> Task input:
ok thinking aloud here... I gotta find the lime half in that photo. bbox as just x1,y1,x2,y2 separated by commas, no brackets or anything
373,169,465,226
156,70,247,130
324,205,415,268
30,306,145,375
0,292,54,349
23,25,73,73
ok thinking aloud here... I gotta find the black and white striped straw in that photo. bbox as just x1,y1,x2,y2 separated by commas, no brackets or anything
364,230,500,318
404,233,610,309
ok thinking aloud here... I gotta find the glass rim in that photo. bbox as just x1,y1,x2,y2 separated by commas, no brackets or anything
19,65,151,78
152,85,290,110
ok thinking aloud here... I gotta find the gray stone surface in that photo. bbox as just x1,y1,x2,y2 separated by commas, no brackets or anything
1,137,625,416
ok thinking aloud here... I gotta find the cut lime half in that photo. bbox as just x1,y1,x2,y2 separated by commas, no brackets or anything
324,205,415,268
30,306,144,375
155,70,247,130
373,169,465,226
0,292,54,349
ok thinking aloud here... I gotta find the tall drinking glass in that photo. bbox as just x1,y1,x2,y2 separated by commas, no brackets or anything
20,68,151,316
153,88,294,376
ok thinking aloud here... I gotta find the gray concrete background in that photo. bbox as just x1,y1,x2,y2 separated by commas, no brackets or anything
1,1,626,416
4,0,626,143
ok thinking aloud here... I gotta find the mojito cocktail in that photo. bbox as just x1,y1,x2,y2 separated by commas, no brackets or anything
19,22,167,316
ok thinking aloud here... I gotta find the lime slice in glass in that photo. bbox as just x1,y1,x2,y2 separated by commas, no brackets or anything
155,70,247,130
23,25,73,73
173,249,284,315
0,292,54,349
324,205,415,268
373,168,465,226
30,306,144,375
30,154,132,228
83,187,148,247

> Instructions for the task:
Copy the lines above exactly, beginning at the line containing "ok thinking aloud here... I gotta find the black" and stopping at the last line.

> Response below:
ok thinking aloud here... I gotta find the black and white striped straw in that photo. bbox as just x1,y1,x2,y2 separated by commas, no brackets or anything
364,230,500,318
404,233,610,309
ok thinking aloud here... I gotta find the glass rim in that photo. bbox as just x1,y1,x2,y2 separated by commas, no brackets or anything
19,65,151,78
152,85,290,110
ok thinking aloud here... I gotta find the gray stone surface in that photo. bbox as just x1,y1,x2,y2 separated by commas, no brackets or anything
1,137,625,416
ok thinking aloud here... I gotta find the cut lime half in that photo. bbox as just x1,y1,x2,y2 separated by commas, no brackets or anything
324,205,415,268
30,306,144,375
155,70,247,130
373,169,465,226
0,292,54,349
ok thinking aloud here... I gotta find the tall drinking glass in that photo. bbox as just x1,y1,x2,y2 separated by commas, no brackets or anything
20,68,151,316
153,88,294,376
ok thinking aloud here... I gotta find the gray concrete background in that photo. bbox as just x1,y1,x2,y2 separated by commas, no brackets or anything
1,1,626,416
4,0,626,143
ok thinking aloud here... I gotta find the mojito cocktail in that photo. bbox as just x1,y1,x2,y2 separated by commas, no brackets or anything
19,22,167,316
ok thinking aloud here... I gotta find the lime slice in glass in that photo. bbox as just x1,y1,x2,y2 separated by commas, no brackets or anything
155,70,247,130
23,25,73,73
173,249,284,315
0,292,54,349
324,205,415,268
373,168,465,226
30,306,144,375
30,154,132,228
83,187,148,247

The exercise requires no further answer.